- _What to do_: Return every line of the records below that contains the word "white". Case counts.

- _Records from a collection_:
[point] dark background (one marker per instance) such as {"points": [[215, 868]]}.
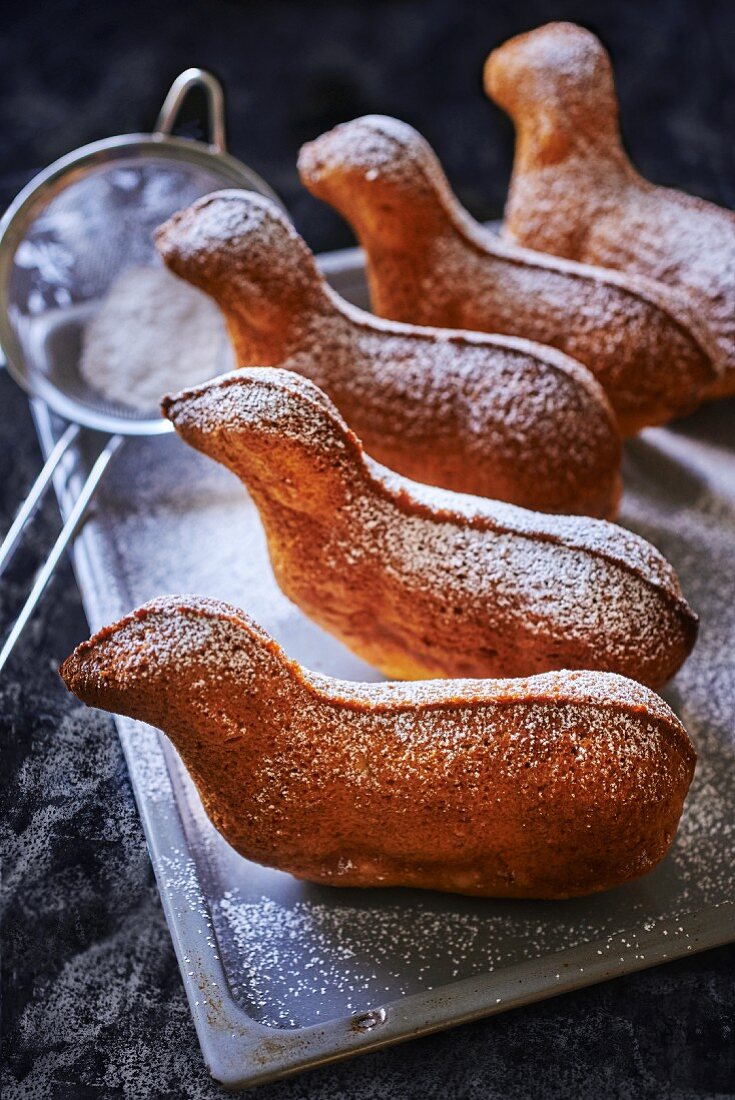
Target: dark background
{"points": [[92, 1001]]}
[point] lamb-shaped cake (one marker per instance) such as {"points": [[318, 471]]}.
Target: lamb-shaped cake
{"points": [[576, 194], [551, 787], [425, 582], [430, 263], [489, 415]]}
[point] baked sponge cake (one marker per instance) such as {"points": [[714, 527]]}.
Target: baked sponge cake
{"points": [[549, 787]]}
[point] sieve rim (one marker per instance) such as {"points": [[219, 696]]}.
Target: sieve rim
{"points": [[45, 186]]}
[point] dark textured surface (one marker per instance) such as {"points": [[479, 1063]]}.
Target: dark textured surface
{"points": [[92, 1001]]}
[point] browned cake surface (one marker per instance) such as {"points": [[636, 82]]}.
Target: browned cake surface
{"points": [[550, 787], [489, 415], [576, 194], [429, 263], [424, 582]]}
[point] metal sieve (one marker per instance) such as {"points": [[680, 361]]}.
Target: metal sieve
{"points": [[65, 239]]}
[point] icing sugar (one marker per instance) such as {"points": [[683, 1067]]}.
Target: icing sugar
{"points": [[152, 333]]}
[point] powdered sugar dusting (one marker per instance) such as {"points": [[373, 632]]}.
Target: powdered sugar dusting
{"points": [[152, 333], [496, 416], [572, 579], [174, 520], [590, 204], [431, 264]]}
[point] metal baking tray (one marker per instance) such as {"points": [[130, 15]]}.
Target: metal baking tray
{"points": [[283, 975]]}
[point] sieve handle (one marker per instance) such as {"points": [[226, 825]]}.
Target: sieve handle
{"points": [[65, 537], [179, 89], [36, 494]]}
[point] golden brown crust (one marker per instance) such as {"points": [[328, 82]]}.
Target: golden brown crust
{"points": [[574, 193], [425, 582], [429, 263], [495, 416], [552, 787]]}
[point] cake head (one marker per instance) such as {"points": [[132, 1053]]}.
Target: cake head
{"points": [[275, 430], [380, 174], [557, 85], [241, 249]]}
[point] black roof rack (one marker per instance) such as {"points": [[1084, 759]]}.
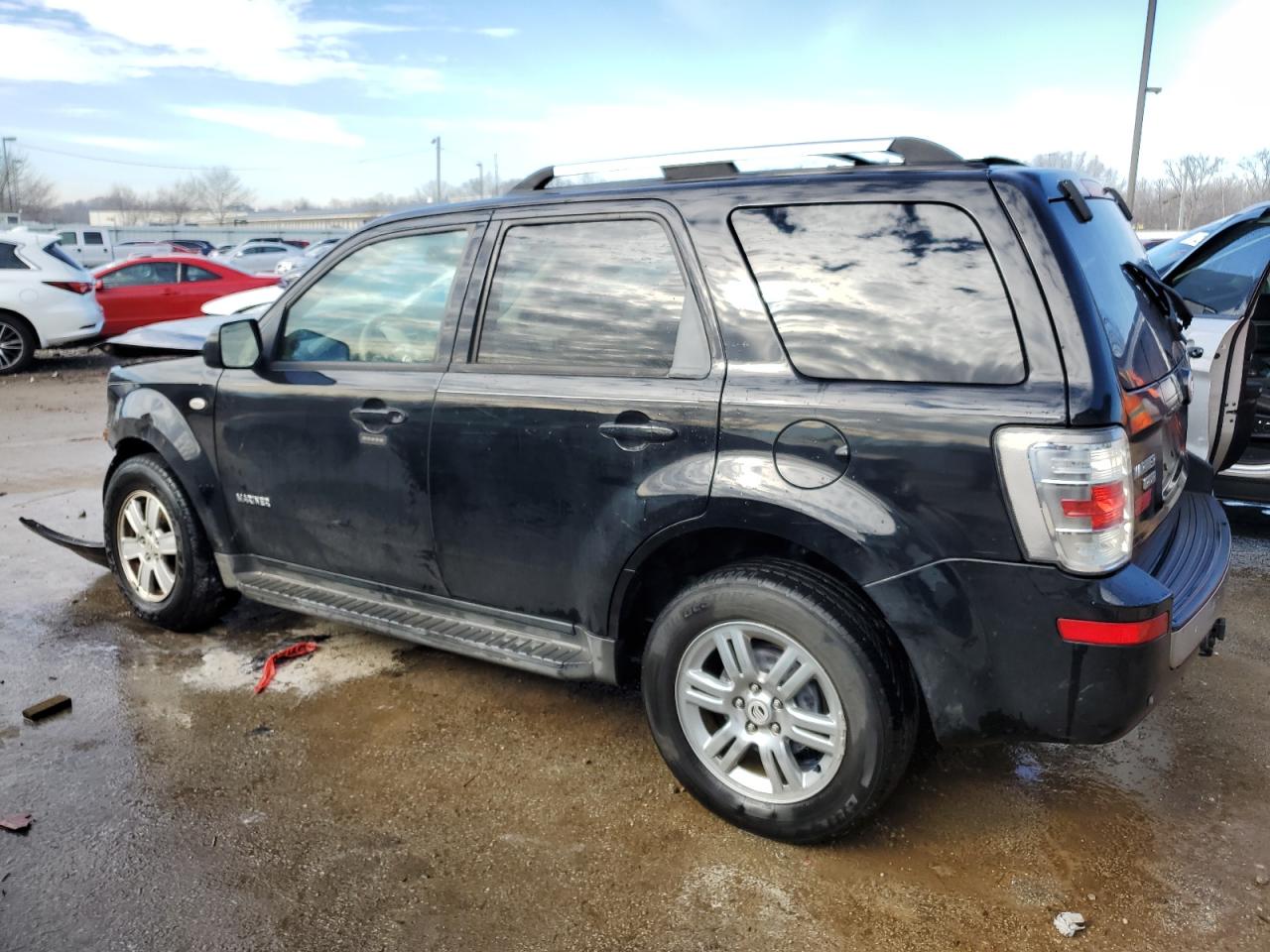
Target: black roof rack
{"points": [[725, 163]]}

==

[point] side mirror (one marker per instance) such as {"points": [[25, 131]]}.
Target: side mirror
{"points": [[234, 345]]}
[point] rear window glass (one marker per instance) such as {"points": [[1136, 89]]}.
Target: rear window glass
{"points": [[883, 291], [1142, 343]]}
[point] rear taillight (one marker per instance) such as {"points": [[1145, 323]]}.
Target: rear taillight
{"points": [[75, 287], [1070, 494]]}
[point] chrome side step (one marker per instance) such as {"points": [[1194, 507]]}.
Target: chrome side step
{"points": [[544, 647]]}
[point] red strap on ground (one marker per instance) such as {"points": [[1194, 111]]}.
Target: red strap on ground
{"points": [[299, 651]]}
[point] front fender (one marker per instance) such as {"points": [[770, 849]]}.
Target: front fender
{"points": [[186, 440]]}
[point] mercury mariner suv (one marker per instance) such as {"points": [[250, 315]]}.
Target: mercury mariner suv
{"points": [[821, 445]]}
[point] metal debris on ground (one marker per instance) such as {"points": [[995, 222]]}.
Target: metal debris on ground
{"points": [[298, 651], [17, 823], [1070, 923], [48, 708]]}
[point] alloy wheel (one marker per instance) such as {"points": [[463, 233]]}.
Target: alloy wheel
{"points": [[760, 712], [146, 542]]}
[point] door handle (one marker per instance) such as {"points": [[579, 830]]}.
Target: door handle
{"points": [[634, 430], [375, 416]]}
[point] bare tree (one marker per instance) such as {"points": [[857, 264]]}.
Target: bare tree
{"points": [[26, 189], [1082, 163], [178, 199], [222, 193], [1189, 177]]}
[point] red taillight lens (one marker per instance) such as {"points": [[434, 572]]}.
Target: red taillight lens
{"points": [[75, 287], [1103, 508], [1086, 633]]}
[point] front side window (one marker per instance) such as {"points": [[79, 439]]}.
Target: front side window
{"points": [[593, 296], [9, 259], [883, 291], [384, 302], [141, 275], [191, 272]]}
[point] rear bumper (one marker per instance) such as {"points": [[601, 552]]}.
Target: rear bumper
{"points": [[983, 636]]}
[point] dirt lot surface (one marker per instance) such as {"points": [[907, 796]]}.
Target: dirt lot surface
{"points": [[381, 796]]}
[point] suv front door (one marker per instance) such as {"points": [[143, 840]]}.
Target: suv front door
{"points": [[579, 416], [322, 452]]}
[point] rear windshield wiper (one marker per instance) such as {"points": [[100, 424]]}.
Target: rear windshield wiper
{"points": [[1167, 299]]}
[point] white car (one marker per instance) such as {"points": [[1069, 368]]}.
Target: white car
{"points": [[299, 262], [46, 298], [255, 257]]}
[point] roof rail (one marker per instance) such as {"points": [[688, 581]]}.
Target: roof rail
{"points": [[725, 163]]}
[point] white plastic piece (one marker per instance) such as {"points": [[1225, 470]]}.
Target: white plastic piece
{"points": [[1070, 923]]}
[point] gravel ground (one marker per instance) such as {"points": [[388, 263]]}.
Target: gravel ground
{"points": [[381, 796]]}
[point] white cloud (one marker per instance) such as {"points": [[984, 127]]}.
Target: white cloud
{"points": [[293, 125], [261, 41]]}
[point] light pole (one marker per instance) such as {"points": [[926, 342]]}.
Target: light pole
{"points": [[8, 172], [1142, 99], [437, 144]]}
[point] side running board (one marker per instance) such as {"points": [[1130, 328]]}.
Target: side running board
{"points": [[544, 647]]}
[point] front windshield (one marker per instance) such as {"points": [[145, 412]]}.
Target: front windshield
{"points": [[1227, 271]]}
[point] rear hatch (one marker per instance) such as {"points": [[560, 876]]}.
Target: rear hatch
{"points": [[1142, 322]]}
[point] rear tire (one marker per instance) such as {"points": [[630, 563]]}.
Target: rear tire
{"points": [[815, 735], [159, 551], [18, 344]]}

- _Output of the task_:
[point] white car (one marker per instance) such as {"points": [[1069, 368]]}.
Target: white car
[point] white plastic piece (one marker per instance) such as {"points": [[1225, 470]]}.
Target: white plastic piece
[point] white cloud (one marker per instance) such as {"points": [[984, 127]]}.
Target: white cloud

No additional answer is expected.